Page text START

Janitorial Wages in Columbus, OH (2026)
Janitorial Wages in Columbus, OH (2026)
The Columbus, OH Metropolitan Statistical Area reported a median hourly wage of $16.33 and a mean of $17.15 for Janitors and Cleaners (SOC 37-2011) in the BLS Occupational Employment and Wage Statistics survey of May 2023, with approximately 14,250 workers in the occupation per BLS OEWS May 2023 data for MSA 18140. By May 2024, the building and grounds cleaning and maintenance occupational group averaged $18.32/hr in the Columbus area, per the BLS Columbus OEWS news release. Columbus stands out among Midwest markets for its convergence of three demand-expanding forces: the Ohio State University campus (largest single-site janitorial account in Central Ohio), a growing technology sector anchored by Intel's $28 billion fab investment in Licking County, and a state workers' compensation system that operates differently from every other major metro in the country—Ohio is one of only four states with a monopolistic state WC fund.
BLS Wage Distribution, SOC 37-2011 — Columbus MSA, May 2024 Estimates
| Percentile | Hourly Wage (Est.) | Annual Equivalent |
|---|---|---|
| 10th (entry-level) | $12.50 | $26,000 |
| 25th | $14.75 | $30,680 |
| 50th (Median) | $17.15 | $35,670 |
| Mean | $18.01 | $37,460 |
| 75th | $20.50 | $42,640 |
| 90th | $24.30 | $50,540 |
Source: BLS OEWS May 2023 (MSA 18140) with estimated +5% adjustment to May 2024. May 2023 median $16.33, mean $17.15, employment 14,250. Building and grounds cleaning group mean $18.32 (May 2024). Annual equivalents assume 2,080 hours/year.
Ohio BWC: The Monopolistic State Fund and What It Means for BSCs
Ohio is one of four states (along with Washington, Wyoming, and North Dakota) that requires employers to purchase workers' compensation insurance exclusively through a state-operated fund—the Ohio Bureau of Workers' Compensation (BWC). Private WC insurers are not permitted to sell WC policies to Ohio employers; all premiums are paid directly to BWC. This has significant operational implications for building service contractors headquartered outside Ohio. A national BSC operating in multiple states cannot simply add Ohio to its existing multistate WC policy; it must establish a separate BWC account, pay premiums on a retrospective-rating or group-rating basis, and navigate BWC's specific classification and audit processes. For Class Code 9014 (janitorial contractors), BWC publishes its own loss cost rates—approximately $1.20–$1.60/$100 of payroll for well-rated employers in group-rating programs, rising to $2.50–$3.50/$100 for base rates without experience modification. Ohio's system also includes a unique retrospective-rating option that allows employers with favorable loss histories to receive premium rebates, making safety program investment especially valuable for larger Columbus-area BSCs. Employers access BWC at info.bwc.ohio.gov.

Page text END

• Brief:
Please extend the text on janitorial wages in Columbus, Ohio, picking up after its final sentence.

Given entries START

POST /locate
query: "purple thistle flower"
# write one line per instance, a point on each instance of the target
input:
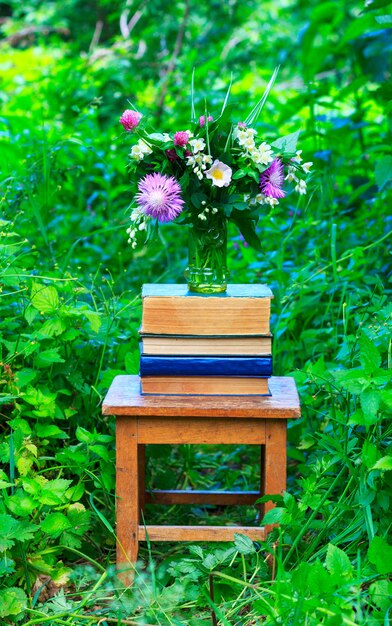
(181, 138)
(171, 155)
(202, 119)
(271, 180)
(130, 119)
(160, 197)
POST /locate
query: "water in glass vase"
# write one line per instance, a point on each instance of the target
(207, 270)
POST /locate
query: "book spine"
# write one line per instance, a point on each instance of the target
(200, 366)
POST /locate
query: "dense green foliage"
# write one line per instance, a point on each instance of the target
(70, 309)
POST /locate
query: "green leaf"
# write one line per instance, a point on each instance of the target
(51, 431)
(44, 299)
(370, 356)
(370, 402)
(101, 451)
(338, 564)
(55, 523)
(383, 172)
(287, 143)
(277, 515)
(7, 566)
(13, 601)
(8, 531)
(243, 544)
(380, 554)
(53, 327)
(94, 319)
(380, 594)
(21, 503)
(47, 357)
(385, 463)
(248, 232)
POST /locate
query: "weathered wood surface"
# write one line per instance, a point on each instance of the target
(221, 498)
(275, 462)
(201, 430)
(124, 398)
(199, 533)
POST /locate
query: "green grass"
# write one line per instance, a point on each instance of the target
(70, 309)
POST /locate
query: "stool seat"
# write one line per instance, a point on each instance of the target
(161, 419)
(124, 398)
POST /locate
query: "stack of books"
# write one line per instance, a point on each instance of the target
(217, 344)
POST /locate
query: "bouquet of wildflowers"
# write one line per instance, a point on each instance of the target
(217, 170)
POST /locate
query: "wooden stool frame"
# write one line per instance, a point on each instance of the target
(142, 420)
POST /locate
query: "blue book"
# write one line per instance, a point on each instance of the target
(205, 366)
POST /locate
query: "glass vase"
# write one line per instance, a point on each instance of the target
(207, 269)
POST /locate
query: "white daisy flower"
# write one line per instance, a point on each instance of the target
(220, 174)
(300, 187)
(197, 144)
(297, 158)
(306, 166)
(144, 147)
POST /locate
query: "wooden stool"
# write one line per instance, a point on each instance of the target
(157, 419)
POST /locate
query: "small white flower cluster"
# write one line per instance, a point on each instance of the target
(292, 175)
(202, 215)
(139, 151)
(260, 155)
(138, 223)
(198, 161)
(262, 199)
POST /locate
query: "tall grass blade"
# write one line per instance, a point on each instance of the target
(255, 112)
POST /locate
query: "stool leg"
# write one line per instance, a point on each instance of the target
(261, 507)
(275, 460)
(141, 459)
(127, 491)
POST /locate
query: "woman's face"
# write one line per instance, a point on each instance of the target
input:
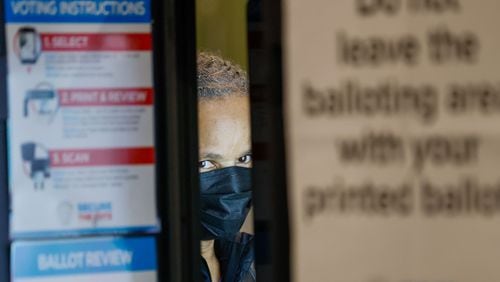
(224, 133)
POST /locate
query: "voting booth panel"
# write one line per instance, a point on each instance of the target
(86, 110)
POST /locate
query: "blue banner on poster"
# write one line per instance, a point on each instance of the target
(89, 256)
(78, 11)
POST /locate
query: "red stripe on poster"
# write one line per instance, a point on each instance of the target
(106, 97)
(96, 41)
(102, 157)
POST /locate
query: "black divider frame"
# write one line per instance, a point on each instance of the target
(176, 139)
(4, 191)
(269, 172)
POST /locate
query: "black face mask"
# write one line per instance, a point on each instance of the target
(226, 196)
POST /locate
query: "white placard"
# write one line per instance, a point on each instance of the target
(392, 122)
(81, 126)
(85, 260)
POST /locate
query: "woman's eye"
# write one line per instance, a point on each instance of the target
(246, 159)
(206, 165)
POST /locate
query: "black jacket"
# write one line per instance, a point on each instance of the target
(236, 259)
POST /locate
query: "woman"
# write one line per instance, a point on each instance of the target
(225, 162)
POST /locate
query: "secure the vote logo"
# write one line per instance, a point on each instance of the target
(95, 212)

Given entries END

• Task response:
Ohio Sales Tax on Cleaning Services and BSC Pricing
Ohio imposes a 5.75% state sales tax on tangible personal property but generally does not tax most services. However, janitorial and building maintenance services are taxable when provided to commercial properties under ORC § 5739.01(B), which defines "service" to include certain real property maintenance services. Ohio's treatment is nuanced: cleaning performed primarily for the benefit of a commercial building owner or tenant (not residential) is subject to the state rate plus local municipality transit and county surtaxes, bringing effective rates to 7.0–8.0% in Columbus (Franklin County rate 7.5%, Licking County 7.25%). BSCs must register with the Ohio Department of Taxation, collect and remit appropriately, and issue valid resale certificates when purchasing cleaning supplies for resale. Failure to collect sales tax is a common audit finding; Columbus-area BSCs have faced assessments from Ohio DOR reaching into the hundreds of thousands of dollars for multi-year periods of uncollected service tax. Build the sales tax line explicitly into your invoice template to avoid disputes with clients who expected an all-in price.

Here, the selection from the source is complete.